Stored items
------------------------------------------------

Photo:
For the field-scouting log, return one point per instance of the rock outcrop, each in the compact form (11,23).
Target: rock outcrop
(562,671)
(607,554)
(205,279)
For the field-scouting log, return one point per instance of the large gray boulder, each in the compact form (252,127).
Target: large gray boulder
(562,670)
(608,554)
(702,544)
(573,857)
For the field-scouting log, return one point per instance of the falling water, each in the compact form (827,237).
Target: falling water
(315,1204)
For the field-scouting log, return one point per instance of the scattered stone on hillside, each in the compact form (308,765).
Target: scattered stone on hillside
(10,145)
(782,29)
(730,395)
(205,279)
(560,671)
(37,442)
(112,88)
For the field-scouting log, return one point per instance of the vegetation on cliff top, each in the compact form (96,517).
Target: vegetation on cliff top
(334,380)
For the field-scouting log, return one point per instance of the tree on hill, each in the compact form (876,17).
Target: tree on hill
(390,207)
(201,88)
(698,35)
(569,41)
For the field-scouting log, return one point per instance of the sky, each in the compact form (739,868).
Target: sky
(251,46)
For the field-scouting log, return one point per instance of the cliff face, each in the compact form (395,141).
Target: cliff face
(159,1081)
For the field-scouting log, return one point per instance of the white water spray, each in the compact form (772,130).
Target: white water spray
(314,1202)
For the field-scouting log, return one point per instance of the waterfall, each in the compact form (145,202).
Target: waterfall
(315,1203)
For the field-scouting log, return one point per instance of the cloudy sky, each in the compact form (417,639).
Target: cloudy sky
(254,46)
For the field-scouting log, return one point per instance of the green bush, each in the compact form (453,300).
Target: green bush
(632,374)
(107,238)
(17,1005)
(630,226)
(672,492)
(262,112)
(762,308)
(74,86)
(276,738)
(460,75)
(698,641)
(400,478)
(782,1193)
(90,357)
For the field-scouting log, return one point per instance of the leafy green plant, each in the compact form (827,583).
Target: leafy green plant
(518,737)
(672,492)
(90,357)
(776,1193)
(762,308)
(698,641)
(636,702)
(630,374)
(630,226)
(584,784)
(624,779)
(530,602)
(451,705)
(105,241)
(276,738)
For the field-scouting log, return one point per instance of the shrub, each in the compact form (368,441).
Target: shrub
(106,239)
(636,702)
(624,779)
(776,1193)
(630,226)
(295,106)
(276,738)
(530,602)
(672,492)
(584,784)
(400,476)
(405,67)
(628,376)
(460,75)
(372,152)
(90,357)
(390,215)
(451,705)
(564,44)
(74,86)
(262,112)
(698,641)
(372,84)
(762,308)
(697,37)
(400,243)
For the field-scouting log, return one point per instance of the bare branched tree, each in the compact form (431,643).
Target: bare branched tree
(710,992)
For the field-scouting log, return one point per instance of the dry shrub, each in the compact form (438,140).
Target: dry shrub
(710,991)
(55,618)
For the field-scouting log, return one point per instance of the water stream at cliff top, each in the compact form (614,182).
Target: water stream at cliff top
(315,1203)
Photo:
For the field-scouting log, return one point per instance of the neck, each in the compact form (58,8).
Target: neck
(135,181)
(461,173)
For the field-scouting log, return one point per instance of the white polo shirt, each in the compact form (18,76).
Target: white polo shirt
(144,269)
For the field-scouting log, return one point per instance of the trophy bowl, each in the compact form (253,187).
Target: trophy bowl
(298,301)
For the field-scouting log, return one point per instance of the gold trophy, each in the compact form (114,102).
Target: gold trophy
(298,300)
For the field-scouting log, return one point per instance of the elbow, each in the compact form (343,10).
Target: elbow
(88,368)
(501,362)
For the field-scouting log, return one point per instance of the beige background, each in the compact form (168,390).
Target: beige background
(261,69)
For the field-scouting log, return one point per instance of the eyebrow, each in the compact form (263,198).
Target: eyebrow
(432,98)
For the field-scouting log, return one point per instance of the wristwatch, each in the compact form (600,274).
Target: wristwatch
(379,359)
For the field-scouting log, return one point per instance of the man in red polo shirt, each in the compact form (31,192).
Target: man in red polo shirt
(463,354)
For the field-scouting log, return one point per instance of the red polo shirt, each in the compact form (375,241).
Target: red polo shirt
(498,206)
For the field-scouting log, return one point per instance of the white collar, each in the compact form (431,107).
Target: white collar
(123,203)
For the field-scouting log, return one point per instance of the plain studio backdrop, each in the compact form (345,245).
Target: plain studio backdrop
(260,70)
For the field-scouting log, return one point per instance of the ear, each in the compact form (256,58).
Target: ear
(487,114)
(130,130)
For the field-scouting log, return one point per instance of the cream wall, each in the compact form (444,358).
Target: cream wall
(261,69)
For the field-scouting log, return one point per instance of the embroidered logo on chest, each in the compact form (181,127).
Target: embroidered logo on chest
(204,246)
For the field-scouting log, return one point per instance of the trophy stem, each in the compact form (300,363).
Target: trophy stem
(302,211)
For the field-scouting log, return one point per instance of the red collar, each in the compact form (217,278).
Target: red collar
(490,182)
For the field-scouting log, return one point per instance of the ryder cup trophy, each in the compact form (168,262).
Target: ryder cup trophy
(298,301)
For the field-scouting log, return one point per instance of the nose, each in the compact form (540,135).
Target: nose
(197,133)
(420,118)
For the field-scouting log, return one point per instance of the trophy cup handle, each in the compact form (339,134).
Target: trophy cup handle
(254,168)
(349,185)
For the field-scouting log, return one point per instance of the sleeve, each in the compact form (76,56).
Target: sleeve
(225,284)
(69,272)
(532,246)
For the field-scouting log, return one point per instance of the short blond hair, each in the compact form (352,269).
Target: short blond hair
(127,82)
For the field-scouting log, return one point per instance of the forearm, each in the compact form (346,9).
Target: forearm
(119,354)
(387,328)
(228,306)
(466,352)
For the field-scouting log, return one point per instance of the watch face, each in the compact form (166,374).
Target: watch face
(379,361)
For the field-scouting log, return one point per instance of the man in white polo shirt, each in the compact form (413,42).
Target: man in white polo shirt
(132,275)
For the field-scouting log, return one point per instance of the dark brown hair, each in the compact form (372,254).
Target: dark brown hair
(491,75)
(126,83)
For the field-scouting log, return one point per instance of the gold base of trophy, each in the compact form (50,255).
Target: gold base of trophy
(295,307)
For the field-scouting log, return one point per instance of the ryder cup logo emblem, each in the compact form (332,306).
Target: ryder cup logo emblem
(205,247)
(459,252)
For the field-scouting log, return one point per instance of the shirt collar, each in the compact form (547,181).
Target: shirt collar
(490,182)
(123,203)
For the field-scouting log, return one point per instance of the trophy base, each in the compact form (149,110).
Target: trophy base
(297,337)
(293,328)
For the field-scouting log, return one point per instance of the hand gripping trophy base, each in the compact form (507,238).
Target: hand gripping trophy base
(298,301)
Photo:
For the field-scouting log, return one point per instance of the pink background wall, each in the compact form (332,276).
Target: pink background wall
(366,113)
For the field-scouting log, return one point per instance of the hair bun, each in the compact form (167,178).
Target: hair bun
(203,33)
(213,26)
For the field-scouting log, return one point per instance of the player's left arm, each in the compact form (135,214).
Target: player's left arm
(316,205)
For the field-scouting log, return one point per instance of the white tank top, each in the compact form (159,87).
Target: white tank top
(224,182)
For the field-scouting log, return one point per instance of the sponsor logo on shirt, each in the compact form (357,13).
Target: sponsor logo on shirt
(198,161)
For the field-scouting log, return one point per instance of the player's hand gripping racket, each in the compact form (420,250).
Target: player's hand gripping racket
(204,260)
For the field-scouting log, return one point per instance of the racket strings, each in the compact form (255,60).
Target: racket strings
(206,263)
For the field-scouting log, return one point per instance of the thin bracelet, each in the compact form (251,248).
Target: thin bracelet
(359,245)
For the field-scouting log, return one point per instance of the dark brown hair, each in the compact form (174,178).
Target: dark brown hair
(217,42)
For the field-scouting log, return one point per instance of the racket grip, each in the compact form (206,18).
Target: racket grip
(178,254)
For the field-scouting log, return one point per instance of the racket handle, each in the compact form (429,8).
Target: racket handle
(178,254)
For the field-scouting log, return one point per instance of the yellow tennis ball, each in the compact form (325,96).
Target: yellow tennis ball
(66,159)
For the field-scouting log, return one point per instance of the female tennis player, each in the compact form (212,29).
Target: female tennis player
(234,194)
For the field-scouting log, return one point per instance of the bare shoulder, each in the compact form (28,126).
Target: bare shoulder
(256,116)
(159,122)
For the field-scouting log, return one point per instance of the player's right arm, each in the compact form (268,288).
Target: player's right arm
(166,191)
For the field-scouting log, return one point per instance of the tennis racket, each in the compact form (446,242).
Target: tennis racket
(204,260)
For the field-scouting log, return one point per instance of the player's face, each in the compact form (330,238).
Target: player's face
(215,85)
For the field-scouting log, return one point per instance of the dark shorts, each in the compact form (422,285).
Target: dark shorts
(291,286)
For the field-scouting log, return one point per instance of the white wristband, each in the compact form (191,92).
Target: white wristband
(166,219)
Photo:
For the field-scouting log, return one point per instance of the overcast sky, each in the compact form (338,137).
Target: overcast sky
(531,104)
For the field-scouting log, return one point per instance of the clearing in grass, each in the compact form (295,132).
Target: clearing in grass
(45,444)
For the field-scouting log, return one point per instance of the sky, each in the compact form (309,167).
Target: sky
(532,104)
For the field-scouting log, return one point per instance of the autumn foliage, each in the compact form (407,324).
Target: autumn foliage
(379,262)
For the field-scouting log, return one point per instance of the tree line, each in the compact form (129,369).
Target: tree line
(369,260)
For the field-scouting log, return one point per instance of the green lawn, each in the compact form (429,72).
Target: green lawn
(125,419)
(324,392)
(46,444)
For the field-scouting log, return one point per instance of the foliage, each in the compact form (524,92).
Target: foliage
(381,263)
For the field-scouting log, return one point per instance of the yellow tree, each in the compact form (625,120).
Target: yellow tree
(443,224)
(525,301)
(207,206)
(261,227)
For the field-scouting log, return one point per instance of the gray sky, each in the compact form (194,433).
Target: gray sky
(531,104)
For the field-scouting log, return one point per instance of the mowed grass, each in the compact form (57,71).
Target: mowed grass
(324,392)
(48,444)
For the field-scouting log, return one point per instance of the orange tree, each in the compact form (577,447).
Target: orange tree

------------------------------------------------

What you have to do: Some lines above contain the word "orange". Copy each of them.

Task result:
For the field-scouting log, return one point per instance of the orange tree, each in the compact form (577,447).
Target: orange tree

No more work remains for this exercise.